WHAT TO WORK ON ▸ Return the data below verbatim, from its first line through the line containing "0,0,300,450", with that line included. Omit the pictures from your reply.

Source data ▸
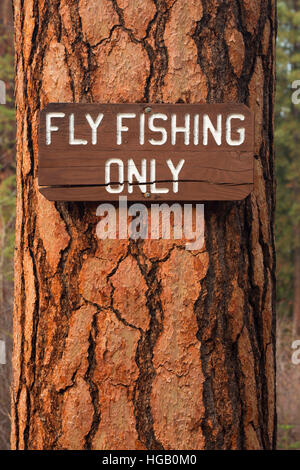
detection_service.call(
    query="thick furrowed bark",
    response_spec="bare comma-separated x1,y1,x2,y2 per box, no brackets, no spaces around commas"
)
12,0,276,449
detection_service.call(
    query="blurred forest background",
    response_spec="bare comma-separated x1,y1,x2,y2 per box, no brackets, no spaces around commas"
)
0,0,300,450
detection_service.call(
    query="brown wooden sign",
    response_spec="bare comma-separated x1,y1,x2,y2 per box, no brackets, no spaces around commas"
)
39,103,254,201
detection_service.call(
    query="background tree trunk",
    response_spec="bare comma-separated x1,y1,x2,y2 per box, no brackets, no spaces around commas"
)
12,0,276,449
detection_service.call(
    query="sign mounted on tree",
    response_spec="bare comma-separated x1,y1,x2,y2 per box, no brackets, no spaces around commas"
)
39,103,254,201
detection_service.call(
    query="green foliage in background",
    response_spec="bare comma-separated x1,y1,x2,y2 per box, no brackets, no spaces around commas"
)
275,0,300,315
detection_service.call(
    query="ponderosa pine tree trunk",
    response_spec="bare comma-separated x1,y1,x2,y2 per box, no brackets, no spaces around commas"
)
12,0,276,449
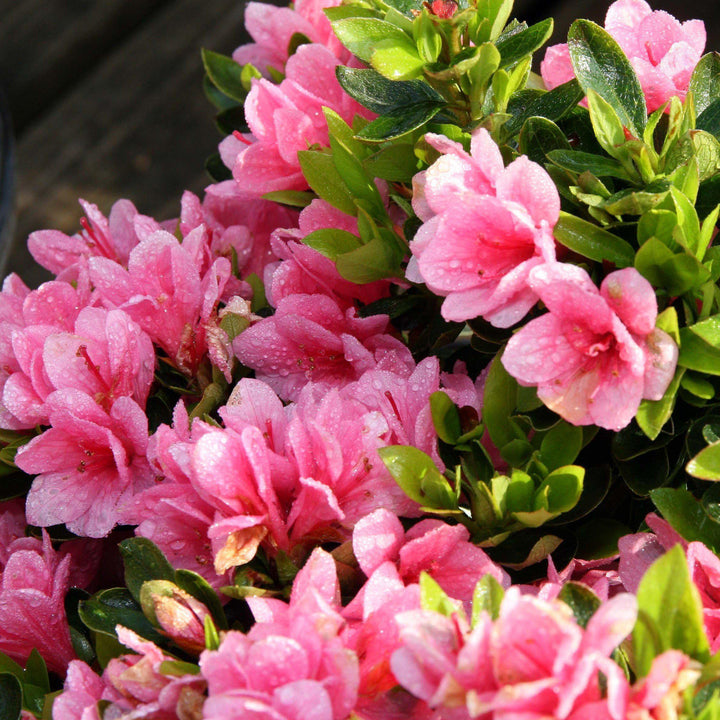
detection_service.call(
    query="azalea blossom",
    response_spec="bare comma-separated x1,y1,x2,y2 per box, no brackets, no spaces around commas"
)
406,128,560,327
540,0,706,113
502,263,678,430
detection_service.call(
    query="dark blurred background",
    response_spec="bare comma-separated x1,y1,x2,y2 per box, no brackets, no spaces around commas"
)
0,0,720,285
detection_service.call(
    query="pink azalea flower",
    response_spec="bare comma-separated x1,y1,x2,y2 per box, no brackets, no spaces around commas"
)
231,45,368,195
502,263,678,430
0,533,75,675
233,294,414,400
15,389,153,537
353,508,510,608
89,227,230,374
200,584,358,720
233,0,350,74
407,128,560,327
28,200,153,279
540,0,706,112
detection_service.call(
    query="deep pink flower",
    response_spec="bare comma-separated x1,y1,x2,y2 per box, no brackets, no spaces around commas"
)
407,128,560,327
353,508,510,608
28,200,153,279
89,227,230,374
502,263,678,430
0,533,75,675
233,294,414,400
15,389,153,537
231,45,368,195
540,0,706,112
233,0,350,74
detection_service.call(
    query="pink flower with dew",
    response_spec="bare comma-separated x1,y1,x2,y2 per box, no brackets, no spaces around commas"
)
28,200,155,279
265,199,390,308
540,0,706,113
0,281,91,430
15,389,153,538
353,508,510,609
233,0,351,76
231,45,368,195
200,584,359,720
89,227,230,375
233,294,415,400
102,625,205,720
407,128,560,327
502,263,678,430
0,532,75,675
392,588,637,720
180,183,298,284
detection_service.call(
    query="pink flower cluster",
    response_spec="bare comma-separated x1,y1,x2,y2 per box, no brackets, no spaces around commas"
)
540,0,706,112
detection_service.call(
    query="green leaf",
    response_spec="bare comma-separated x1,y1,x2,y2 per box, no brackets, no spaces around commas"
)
685,441,720,480
472,573,505,627
119,537,175,602
534,465,585,515
635,368,685,440
298,150,357,215
632,545,710,677
331,17,414,65
547,150,630,180
78,588,164,645
335,65,446,115
357,103,448,142
495,18,553,68
363,143,418,182
201,48,247,103
678,315,720,375
303,228,362,260
558,582,602,628
568,20,647,138
554,212,635,268
482,353,518,448
262,190,315,207
378,445,457,510
0,673,22,720
540,420,583,470
688,52,720,115
650,488,720,554
504,80,585,135
420,571,458,617
430,390,462,445
335,237,402,285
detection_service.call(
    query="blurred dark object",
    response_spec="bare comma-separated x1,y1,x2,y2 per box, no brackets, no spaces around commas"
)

EXERCISE SOLUTION ▸
detection_service.call(
    query="thick furrowed bark",
    response_spec="bare comma-separated x1,y1,x2,y2 per box, no brackets, no spaces around commas"
)
12,0,276,449
detection_service.call(
    query="blurred forest background",
    response_spec="bare comma-separated x1,y1,x2,y2 per box, no brackets, no spaces around commas"
)
0,0,300,450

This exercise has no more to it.